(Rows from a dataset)

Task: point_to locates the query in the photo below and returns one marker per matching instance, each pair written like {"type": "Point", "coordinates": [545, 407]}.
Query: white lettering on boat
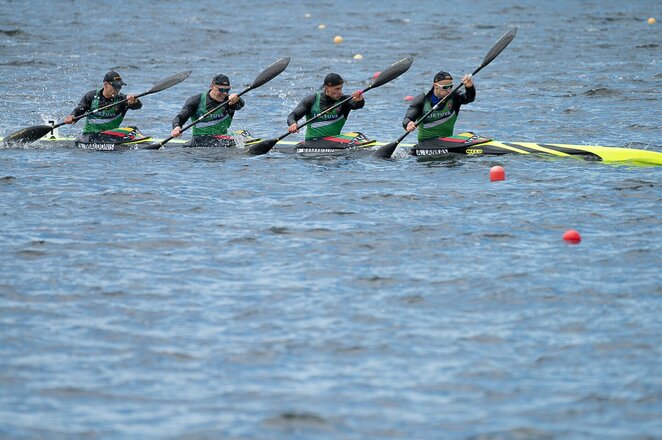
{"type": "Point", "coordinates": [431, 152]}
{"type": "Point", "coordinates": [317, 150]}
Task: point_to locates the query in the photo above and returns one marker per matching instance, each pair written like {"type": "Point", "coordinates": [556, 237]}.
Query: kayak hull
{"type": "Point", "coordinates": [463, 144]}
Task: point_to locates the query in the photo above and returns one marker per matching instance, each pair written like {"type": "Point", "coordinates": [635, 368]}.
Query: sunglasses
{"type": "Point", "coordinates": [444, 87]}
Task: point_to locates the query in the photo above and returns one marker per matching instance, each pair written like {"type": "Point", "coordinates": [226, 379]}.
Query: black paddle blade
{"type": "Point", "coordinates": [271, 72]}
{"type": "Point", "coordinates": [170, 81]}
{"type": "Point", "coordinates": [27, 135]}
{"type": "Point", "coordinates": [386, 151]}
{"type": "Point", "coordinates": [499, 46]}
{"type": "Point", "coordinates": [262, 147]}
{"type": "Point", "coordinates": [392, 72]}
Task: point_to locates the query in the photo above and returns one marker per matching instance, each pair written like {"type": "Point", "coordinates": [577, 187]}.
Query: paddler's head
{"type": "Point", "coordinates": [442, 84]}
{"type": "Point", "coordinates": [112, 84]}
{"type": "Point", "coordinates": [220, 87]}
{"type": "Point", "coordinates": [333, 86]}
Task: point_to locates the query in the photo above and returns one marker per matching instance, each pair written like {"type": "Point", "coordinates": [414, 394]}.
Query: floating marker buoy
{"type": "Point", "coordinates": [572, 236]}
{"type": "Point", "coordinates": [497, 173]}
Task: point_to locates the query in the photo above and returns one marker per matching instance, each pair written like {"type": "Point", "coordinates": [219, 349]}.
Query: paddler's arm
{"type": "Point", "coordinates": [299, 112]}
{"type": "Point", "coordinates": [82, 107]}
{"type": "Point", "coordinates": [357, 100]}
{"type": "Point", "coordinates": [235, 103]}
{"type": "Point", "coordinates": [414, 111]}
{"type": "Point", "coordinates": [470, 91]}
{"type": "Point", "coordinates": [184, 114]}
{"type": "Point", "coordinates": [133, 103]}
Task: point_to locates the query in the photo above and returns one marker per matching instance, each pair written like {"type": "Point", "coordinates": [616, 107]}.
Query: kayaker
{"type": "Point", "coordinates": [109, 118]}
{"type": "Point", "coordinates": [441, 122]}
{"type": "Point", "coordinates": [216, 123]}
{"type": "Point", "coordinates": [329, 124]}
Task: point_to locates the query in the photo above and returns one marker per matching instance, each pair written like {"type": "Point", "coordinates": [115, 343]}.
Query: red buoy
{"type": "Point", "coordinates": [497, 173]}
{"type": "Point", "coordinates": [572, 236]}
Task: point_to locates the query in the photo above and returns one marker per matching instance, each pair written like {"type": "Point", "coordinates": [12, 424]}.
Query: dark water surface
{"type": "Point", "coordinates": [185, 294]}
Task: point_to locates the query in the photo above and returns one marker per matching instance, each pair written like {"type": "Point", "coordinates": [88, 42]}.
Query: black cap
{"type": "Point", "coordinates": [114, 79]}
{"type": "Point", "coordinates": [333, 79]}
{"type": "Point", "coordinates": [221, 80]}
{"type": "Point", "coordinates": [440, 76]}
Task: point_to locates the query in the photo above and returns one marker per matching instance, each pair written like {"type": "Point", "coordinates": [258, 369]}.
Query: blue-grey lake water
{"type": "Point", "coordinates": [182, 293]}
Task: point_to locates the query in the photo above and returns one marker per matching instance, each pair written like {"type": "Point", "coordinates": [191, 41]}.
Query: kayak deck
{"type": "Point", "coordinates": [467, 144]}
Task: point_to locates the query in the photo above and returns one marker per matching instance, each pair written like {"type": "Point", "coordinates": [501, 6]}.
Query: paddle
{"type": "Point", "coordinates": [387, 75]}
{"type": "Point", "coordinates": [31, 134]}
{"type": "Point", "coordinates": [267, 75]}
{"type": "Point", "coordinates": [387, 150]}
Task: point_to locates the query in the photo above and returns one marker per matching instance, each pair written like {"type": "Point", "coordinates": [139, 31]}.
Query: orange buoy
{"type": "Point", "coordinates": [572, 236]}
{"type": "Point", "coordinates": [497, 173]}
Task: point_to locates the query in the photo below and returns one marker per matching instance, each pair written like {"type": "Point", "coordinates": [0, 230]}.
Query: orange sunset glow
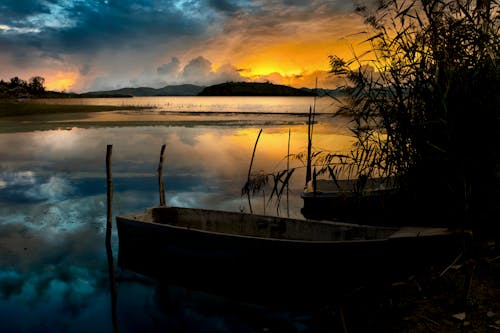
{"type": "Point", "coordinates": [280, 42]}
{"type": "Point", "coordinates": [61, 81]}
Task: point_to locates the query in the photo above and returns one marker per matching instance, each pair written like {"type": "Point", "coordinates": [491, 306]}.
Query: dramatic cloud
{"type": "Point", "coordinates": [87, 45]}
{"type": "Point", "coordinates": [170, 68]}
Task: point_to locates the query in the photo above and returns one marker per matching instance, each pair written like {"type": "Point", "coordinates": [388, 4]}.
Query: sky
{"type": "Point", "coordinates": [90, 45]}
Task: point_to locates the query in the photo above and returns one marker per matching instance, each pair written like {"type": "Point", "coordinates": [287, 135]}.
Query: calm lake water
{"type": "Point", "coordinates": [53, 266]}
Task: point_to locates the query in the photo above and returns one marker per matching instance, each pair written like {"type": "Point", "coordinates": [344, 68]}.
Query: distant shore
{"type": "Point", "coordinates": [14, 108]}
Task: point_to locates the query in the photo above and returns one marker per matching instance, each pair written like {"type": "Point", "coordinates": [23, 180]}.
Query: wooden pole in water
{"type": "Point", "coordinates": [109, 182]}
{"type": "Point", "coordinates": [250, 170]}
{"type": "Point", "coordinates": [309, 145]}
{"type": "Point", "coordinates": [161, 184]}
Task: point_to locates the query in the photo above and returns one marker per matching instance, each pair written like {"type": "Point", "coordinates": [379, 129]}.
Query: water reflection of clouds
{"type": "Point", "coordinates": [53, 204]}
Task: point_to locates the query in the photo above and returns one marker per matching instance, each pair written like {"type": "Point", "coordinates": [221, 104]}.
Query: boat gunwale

WHAT THE TASK ASKS
Copy the material above in full and exactly, skipping pictures.

WRITTEN REPLY
Task: point_to locates the query in the photo below and returns one marker per matching instance, each pair written like {"type": "Point", "coordinates": [545, 407]}.
Query: white lettering on boat
{"type": "Point", "coordinates": [431, 152]}
{"type": "Point", "coordinates": [317, 150]}
Task: point_to locates the query in the photo above and returns one marker per matching instance, each pair written like {"type": "Point", "coordinates": [556, 237]}.
Query: kayak hull
{"type": "Point", "coordinates": [463, 144]}
Task: point_to locates the query in the photo above and returns one marker per matching instance, each pair written like {"type": "Point", "coordinates": [635, 368]}.
Query: sunglasses
{"type": "Point", "coordinates": [444, 87]}
Task: point_to locates the query in the photo above and returns one marker per matching instance, each pair written like {"type": "Point", "coordinates": [226, 379]}.
Query: black paddle blade
{"type": "Point", "coordinates": [271, 72]}
{"type": "Point", "coordinates": [170, 81]}
{"type": "Point", "coordinates": [27, 135]}
{"type": "Point", "coordinates": [386, 151]}
{"type": "Point", "coordinates": [499, 46]}
{"type": "Point", "coordinates": [262, 147]}
{"type": "Point", "coordinates": [392, 72]}
Task: point_to locates the query in the photo above and returns one marker per matching instance, each pair written like {"type": "Point", "coordinates": [577, 187]}.
Query: paddler's head
{"type": "Point", "coordinates": [442, 84]}
{"type": "Point", "coordinates": [112, 84]}
{"type": "Point", "coordinates": [220, 87]}
{"type": "Point", "coordinates": [333, 86]}
Task: point_to locates the query in the photo above and returns one marker per matching instance, each pair written like {"type": "Point", "coordinates": [414, 394]}.
Query: floating marker buoy
{"type": "Point", "coordinates": [572, 236]}
{"type": "Point", "coordinates": [497, 173]}
Task: point_to locates the query in the photo above and returns one marker per matching instance, each pair written like {"type": "Point", "coordinates": [219, 349]}.
Query: paddler's arm
{"type": "Point", "coordinates": [299, 112]}
{"type": "Point", "coordinates": [82, 107]}
{"type": "Point", "coordinates": [357, 100]}
{"type": "Point", "coordinates": [235, 103]}
{"type": "Point", "coordinates": [414, 111]}
{"type": "Point", "coordinates": [470, 91]}
{"type": "Point", "coordinates": [184, 114]}
{"type": "Point", "coordinates": [133, 103]}
Task: point_to locates the query in the photo above and returns one marker per matching instance, each pair written like {"type": "Point", "coordinates": [616, 107]}.
Query: kayaker
{"type": "Point", "coordinates": [109, 118]}
{"type": "Point", "coordinates": [441, 122]}
{"type": "Point", "coordinates": [216, 123]}
{"type": "Point", "coordinates": [329, 124]}
Task: point_to locates the query in the photo above and returns one marker per matching instance, each pair written like {"type": "Point", "coordinates": [115, 343]}.
Query: red buoy
{"type": "Point", "coordinates": [497, 173]}
{"type": "Point", "coordinates": [572, 236]}
Task: point_to locates the query in the photo above and returns one marker per matching instance, each pair written like {"type": "Point", "coordinates": [12, 424]}.
Query: dark water surface
{"type": "Point", "coordinates": [185, 294]}
Task: point_to locates the query in the photo above and returns one marker per matching instance, each pair written like {"type": "Point", "coordinates": [88, 42]}.
Query: black cap
{"type": "Point", "coordinates": [114, 79]}
{"type": "Point", "coordinates": [333, 79]}
{"type": "Point", "coordinates": [221, 80]}
{"type": "Point", "coordinates": [440, 76]}
Task: point_to locates the query in the photo above and returns one marker per matching instance, each pair written like {"type": "Point", "coordinates": [258, 369]}.
Query: blue-grey lake water
{"type": "Point", "coordinates": [182, 293]}
Task: point_to locates the query in the photo above and returns one marker per matching instance, each pair written like {"type": "Point", "coordinates": [191, 41]}.
Query: kayak deck
{"type": "Point", "coordinates": [467, 144]}
Task: point_to locates the query in the photo above and returns one marker per matching instance, each pair written like {"type": "Point", "coordinates": [501, 6]}.
Query: paddle
{"type": "Point", "coordinates": [387, 75]}
{"type": "Point", "coordinates": [31, 134]}
{"type": "Point", "coordinates": [267, 75]}
{"type": "Point", "coordinates": [387, 150]}
Task: point_to locates the query in the photo above and returns one marker per matching instance, each pair written like {"type": "Point", "coordinates": [139, 31]}.
Query: orange buoy
{"type": "Point", "coordinates": [572, 236]}
{"type": "Point", "coordinates": [497, 173]}
Task: point_to locates the query in the photo below and returns one marker per matching instance, each pair written like {"type": "Point", "coordinates": [0, 230]}.
Query: orange sunset glow
{"type": "Point", "coordinates": [280, 42]}
{"type": "Point", "coordinates": [61, 81]}
Task: point_to locates the query in the photo above and returns one marker per matching instance, each pair written like {"type": "Point", "coordinates": [491, 306]}.
Query: dramatic cloud
{"type": "Point", "coordinates": [87, 45]}
{"type": "Point", "coordinates": [170, 68]}
Task: point_to locates the query in the photo above and returns one marker per matching instance, each pair written like {"type": "Point", "coordinates": [388, 4]}.
Query: sky
{"type": "Point", "coordinates": [90, 45]}
Task: point_to locates the query in the photo above and returns one marker per matching instance, each pair written like {"type": "Point", "coordinates": [287, 135]}.
Query: calm lake water
{"type": "Point", "coordinates": [53, 266]}
Task: point_to locates the query in the photo above and returns one marker per matching instance, each pair written like {"type": "Point", "coordinates": [344, 68]}.
Query: distant shore
{"type": "Point", "coordinates": [14, 108]}
Task: point_to locates the query in the photo above and returns one marker per matching instance, each pair written like {"type": "Point", "coordinates": [23, 180]}.
Query: wooden pole in water
{"type": "Point", "coordinates": [109, 182]}
{"type": "Point", "coordinates": [250, 170]}
{"type": "Point", "coordinates": [309, 145]}
{"type": "Point", "coordinates": [161, 184]}
Task: point_to locates the query in the photo above and returns one marker per matching instance, each pair written like {"type": "Point", "coordinates": [379, 129]}.
Query: water reflection of clouds
{"type": "Point", "coordinates": [53, 204]}
Task: point_to locates the query in the photo above and returns one marker per matching instance, each pair written like {"type": "Point", "coordinates": [221, 104]}.
Query: boat gunwale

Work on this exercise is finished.